Post by the-anger on Thu Jul 16, 2015 9:50 pm

OK!!!!

been a little while, bad habit of mine to be a hermit. anyway.

https://gitlab.com/TheAnger/zero-volt

I've started over, the original code was too.... intertwined to put it one way. things were being put together faster than they had working code for, so to stop that bullcrap before it got out of hand i've archived the old and started fresh with abstract objects first and better namespacing. but you can see that for yourself.

the new architecture

ive decided it is no longer a priority or need for Lua to be aware it's in a multithreaded environment (as long as the external data interface it uses is aware, which it will be).

instead there will be some number of worker threads running in Lua, processing (effectively but not actual) co-routines for every game object. roughly: every object has one or more logical 'states' it can be in, like operational modes, that determine how it behaves at a high level. this behavior determination is done once per game cycle, per object.

in practice these objects will sit in a pool of processing tasks, that the Lua worker threads pick up and process independently. for this to work of course, the game object data cannot reside in Lua, and will sit behind a thread-aware reference-counting interface.
━━━━━━━━━━━━━━━━
TO DO:
1. Using the forum post, explain why the author archived the old code and started fresh.
2. Based on the forum post, decide whether each statement agrees with it. Answer yes or no, and quote the deciding words. (a) Lua needs to be aware that it runs in a multithreaded environment. (b) Each game object's behavior is determined once per game cycle. (c) The game object data will be stored inside Lua.
━━━━━━━━━━━━━━━━
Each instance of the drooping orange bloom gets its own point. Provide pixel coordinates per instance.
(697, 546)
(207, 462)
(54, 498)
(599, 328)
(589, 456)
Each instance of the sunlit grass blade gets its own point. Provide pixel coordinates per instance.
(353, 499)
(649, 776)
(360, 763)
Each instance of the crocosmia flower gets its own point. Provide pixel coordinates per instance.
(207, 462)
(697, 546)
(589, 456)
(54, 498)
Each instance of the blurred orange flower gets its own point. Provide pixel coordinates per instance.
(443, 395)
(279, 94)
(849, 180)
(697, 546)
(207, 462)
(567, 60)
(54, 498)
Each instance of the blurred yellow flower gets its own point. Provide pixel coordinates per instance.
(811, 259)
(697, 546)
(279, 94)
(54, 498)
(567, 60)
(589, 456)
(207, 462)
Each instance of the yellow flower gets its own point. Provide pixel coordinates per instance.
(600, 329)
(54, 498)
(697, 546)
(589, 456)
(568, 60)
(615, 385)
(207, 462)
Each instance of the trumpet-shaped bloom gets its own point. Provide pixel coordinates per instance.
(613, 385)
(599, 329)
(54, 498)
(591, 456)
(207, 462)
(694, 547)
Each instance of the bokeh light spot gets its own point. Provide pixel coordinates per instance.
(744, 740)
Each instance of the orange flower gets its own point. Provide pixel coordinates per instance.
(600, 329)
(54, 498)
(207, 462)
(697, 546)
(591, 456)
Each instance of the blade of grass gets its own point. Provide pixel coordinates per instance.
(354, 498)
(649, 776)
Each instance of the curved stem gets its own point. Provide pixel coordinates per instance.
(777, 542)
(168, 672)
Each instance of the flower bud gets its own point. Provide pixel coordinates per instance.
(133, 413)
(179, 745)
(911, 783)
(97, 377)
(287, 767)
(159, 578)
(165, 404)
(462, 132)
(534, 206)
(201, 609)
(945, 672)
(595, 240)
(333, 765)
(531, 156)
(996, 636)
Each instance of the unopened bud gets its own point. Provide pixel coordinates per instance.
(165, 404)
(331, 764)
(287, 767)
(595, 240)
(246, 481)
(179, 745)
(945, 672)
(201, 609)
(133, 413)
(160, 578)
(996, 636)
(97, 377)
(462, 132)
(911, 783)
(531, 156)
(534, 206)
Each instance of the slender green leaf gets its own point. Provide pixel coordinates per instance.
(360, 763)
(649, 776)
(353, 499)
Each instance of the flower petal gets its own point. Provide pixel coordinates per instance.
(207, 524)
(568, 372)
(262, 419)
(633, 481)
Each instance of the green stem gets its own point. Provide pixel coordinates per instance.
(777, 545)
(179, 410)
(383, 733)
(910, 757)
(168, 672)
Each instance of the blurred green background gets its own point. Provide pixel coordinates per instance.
━━━━━━━━━━━━━━━━
SOLUTION LIST:
1. The original code was too intertwined, because pieces were being put together faster than there was working code for them. To stop that before it got out of hand, the author archived the old code and started over with abstract objects first and better namespacing.

2.
(a) No: "ive decided it is no longer a priority or need for Lua to be aware it's in a multithreaded environment"
(b) Yes: "this behavior determination is done once per game cycle, per object."
(c) No: "the game object data cannot reside in Lua"